- _EXERCISE REQUIREMENTS_:
Which of the lines below contain the word "neighboring"? Return each of them in full.

(Items listed in a dataset)
--*--

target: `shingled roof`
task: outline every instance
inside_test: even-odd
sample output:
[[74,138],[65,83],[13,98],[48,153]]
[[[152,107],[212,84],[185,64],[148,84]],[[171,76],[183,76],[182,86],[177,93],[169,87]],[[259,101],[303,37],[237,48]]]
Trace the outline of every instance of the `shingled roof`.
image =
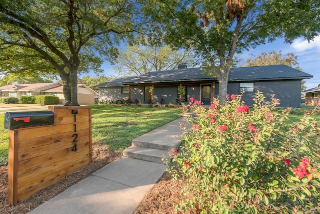
[[[302,79],[312,77],[312,75],[290,67],[278,65],[232,68],[229,74],[228,81]],[[140,76],[120,78],[102,83],[97,87],[216,80],[216,77],[206,74],[200,68],[194,68],[152,72]]]

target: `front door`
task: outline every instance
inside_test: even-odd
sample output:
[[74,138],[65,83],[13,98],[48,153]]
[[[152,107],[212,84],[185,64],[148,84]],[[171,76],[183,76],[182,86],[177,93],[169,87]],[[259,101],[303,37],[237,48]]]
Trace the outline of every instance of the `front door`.
[[202,98],[201,101],[204,105],[210,105],[211,104],[211,86],[204,85],[202,87]]

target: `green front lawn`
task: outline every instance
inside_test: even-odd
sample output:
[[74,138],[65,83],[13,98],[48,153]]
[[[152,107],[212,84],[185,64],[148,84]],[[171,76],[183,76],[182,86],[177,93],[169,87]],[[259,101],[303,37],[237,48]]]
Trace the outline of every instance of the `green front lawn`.
[[[131,140],[181,116],[174,108],[92,105],[92,140],[121,152]],[[8,164],[8,132],[0,115],[0,166]]]
[[[92,105],[92,142],[106,145],[118,152],[130,146],[132,139],[181,116],[180,110],[169,108],[104,105]],[[288,123],[300,121],[304,113],[312,110],[292,109]],[[312,117],[320,121],[318,113]],[[4,128],[2,114],[0,115],[0,165],[8,164],[8,130]]]

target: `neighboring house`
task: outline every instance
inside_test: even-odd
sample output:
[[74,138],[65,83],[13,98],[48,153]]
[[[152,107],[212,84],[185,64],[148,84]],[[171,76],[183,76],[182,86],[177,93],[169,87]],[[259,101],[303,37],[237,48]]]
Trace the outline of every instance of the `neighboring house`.
[[[78,103],[80,105],[93,105],[94,96],[98,93],[84,84],[78,84]],[[60,99],[59,104],[64,103],[63,86],[60,83],[14,84],[0,87],[1,97],[14,97],[22,95],[52,95]]]
[[[244,91],[242,100],[252,106],[258,91],[262,92],[267,100],[272,96],[280,99],[278,107],[300,107],[301,82],[313,76],[286,65],[270,65],[236,68],[230,69],[228,93],[240,94]],[[206,75],[200,68],[149,72],[140,76],[126,77],[98,85],[99,99],[102,100],[136,98],[142,103],[150,101],[166,104],[187,103],[190,97],[210,105],[218,93],[218,79]],[[180,91],[182,92],[180,93]]]
[[320,84],[315,88],[305,90],[302,93],[306,93],[306,105],[316,106],[320,105],[320,97],[318,96],[320,94]]

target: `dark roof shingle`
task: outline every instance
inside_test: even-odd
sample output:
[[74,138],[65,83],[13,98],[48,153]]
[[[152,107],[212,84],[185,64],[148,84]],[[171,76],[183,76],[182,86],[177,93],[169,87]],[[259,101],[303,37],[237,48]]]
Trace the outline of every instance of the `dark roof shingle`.
[[[310,79],[312,75],[289,66],[279,65],[236,68],[230,69],[228,81],[248,81]],[[186,68],[152,72],[140,76],[120,78],[96,87],[121,86],[144,83],[173,83],[186,81],[216,80],[217,78],[206,74],[200,68]]]

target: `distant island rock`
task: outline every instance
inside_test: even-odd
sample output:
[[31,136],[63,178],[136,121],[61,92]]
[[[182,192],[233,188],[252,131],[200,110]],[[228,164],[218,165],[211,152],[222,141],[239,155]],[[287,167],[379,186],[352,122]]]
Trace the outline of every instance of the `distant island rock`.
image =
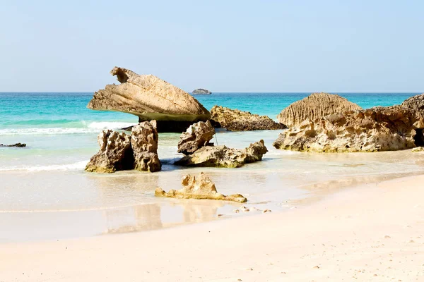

--*--

- _THE OUTPUT_:
target: `neighboring house`
Trace the outline of every instance of the `neighboring house`.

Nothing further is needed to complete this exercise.